## START DOCUMENT SEGMENT

Morfessor file types

Binary model

The standard format for Morfessor 2.0 is a binary model, generated by pickling the BaselineModel object. This ensures that all training-data, annotation-data and weights are exactly the same as when the model was saved.

Morfessor 1.0 style text model

Morfessor 2.0 also supports the text model files that are used in Morfessor 1.0. These files consists of one segmentation per line, preceded by a count, where the constructions are separated by ‘ + ‘.

Specification:

<int><space><CONSTRUCTION>[<space>+<space><CONSTRUCTION>]*

Example:

10 kahvi + kakku
5 kahvi + kilo + n
24 kahvi + kone + emme

Text corpus file

A text corpus file is a free format text-file. All lines are split into compounds using the compound-separator (default <space>). The compounds then are split into atoms using the atom-separator. Compounds can occur multiple times and will be counted as such.

Example:

kavhikakku kahvikilon kahvikilon
kahvikoneemme kahvikakku

Word list file

A word list corpus file contains one compound per line, possibly preceded by a count. If multiple entries of the same word occur there counts are summed. If no count is given, a count of one is assumed (per entry).

Specification:

[<int><space>]<COMPOUND>

Example 1:

10 kahvikakku
5 kahvikilon
24 kahvikoneemme

Example 2:

kahvikakku
kahvikilon
kahvikoneemme

Annotation file

An annotation file contains one compound and one or more annotations per compound on each line. The separators between the annotations (default ‘, ‘) and between the constructions (default ‘ ‘) are configurable.

Specification:

<compound> <analysis1construction1>[ <analysis1constructionN>][, <analysis2construction1> [<analysis2constructionN>]*]*

Example:

kahvikakku kahvi kakku, kahvi kak ku
kahvikilon kahvi kilon
kahvikoneemme kahvi konee mme, kah vi ko nee mme

## END DOCUMENT SEGMENT
## START SUPPLIED ENTRIES

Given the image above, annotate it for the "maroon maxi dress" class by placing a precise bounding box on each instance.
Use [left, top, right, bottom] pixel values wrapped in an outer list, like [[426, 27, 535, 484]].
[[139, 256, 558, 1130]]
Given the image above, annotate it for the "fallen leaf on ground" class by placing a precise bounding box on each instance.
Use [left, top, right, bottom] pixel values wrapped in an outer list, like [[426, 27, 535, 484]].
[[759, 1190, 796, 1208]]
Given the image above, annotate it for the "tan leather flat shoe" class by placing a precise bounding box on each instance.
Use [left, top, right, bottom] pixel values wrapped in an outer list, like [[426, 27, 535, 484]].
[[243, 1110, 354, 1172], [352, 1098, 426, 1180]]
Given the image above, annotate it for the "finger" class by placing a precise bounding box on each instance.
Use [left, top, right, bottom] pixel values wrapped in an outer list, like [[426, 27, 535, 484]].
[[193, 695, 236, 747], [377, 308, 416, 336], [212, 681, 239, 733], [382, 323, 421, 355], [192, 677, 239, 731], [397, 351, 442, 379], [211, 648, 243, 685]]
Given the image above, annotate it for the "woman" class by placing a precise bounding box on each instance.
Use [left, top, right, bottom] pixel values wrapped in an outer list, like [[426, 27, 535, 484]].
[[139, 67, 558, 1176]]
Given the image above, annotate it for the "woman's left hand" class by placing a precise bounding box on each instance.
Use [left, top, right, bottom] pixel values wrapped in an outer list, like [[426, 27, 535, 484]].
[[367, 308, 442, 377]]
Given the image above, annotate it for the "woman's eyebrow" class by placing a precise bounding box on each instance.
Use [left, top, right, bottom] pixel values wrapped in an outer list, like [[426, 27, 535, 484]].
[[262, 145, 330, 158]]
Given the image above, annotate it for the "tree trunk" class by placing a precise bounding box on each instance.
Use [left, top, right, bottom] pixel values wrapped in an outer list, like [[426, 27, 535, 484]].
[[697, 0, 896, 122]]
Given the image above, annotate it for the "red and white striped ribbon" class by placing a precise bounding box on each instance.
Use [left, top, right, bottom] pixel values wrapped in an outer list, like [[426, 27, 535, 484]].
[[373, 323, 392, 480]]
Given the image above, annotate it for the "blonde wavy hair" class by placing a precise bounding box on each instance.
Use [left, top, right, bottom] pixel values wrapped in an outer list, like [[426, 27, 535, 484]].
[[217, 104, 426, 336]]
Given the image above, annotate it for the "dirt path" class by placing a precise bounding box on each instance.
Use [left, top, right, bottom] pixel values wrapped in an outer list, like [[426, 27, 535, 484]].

## END SUPPLIED ENTRIES

**SET TASK 1**.
According to the Morfessor file types page, what does generating the binary model by pickling the BaselineModel object ensure? Answer in one to three sentences.
**SET TASK 2**.
Name every file type that the Morfessor file types page describes under its own heading.
**SET TASK 3**.
Duplicate the Morfessor file types page between "The standard format" and "separated by ‘ + ‘.", inclusive.
The listing has no connection to the Morfessor file types page.

**CORRECT ANSWER 1**.
Pickling the BaselineModel object ensures that all training data, annotation data and weights are exactly the same as when the model was saved.

**CORRECT ANSWER 2**.
- Binary model
- Morfessor 1.0 style text model
- Text corpus file
- Word list file
- Annotation file

**CORRECT ANSWER 3**.
The standard format for Morfessor 2.0 is a binary model, generated by pickling the BaselineModel object. This ensures that all training-data, annotation-data and weights are exactly the same as when the model was saved.

Morfessor 1.0 style text model

Morfessor 2.0 also supports the text model files that are used in Morfessor 1.0. These files consists of one segmentation per line, preceded by a count, where the constructions are separated by ‘ + ‘.